══ Stored records ══

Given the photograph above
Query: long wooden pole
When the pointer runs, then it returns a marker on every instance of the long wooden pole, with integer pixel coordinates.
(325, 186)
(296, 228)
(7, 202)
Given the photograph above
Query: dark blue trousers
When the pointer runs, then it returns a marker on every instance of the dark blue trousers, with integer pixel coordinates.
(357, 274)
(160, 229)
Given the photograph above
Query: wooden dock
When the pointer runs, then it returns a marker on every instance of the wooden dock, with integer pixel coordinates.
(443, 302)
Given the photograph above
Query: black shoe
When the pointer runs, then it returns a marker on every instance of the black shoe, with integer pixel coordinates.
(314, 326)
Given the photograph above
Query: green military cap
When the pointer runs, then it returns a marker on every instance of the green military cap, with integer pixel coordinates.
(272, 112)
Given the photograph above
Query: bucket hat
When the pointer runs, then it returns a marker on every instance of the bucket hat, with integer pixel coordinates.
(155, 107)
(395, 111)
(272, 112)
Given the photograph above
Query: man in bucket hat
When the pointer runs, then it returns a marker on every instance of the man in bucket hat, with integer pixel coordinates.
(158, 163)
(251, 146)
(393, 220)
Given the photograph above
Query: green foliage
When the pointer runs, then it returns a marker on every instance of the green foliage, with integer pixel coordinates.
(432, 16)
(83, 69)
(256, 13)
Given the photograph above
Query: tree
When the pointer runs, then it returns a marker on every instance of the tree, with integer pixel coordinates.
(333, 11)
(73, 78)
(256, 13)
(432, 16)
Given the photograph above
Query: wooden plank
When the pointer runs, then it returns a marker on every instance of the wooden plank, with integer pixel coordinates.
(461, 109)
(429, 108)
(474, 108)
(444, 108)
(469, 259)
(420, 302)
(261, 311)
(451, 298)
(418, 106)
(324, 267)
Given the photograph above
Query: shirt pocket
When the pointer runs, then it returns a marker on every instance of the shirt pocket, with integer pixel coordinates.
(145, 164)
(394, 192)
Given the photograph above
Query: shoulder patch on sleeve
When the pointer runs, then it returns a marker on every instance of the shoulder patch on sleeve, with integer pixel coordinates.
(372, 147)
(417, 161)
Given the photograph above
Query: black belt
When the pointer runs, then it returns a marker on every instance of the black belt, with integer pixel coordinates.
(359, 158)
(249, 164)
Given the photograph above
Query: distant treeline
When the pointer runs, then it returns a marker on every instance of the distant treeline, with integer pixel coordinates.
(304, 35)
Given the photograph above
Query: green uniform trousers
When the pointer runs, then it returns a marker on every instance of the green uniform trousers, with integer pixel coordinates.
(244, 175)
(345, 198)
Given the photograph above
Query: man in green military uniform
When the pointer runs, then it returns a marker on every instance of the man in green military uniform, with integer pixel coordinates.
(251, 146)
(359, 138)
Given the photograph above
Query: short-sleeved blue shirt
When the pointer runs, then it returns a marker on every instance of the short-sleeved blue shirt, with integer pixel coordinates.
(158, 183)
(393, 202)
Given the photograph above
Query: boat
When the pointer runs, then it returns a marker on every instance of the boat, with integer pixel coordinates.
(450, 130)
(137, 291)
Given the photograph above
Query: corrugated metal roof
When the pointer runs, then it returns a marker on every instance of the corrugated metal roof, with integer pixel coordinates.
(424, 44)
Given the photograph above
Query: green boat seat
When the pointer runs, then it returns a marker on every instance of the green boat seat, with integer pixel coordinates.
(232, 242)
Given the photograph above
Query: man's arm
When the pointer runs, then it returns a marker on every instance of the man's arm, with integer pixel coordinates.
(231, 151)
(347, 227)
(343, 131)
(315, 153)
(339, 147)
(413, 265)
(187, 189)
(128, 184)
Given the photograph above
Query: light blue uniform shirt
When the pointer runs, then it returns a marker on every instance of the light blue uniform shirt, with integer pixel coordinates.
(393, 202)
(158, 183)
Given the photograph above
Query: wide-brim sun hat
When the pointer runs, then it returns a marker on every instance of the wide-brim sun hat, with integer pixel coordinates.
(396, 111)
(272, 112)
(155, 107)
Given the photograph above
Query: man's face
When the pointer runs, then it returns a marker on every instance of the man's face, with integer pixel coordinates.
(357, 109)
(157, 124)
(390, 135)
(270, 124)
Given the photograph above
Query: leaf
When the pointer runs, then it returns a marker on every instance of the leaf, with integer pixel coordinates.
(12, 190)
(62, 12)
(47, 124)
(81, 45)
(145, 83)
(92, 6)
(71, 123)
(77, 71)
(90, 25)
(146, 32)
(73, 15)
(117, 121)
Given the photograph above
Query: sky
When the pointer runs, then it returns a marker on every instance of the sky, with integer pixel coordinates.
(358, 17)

═══

[Written problem]
Return every line of the data above that contains the string "pole", unchanged and in its original order.

[Output]
Query: long wooden pole
When the pointer runs, then it returns a marker on every instance of the long wooden pole, with integer pixel coordinates.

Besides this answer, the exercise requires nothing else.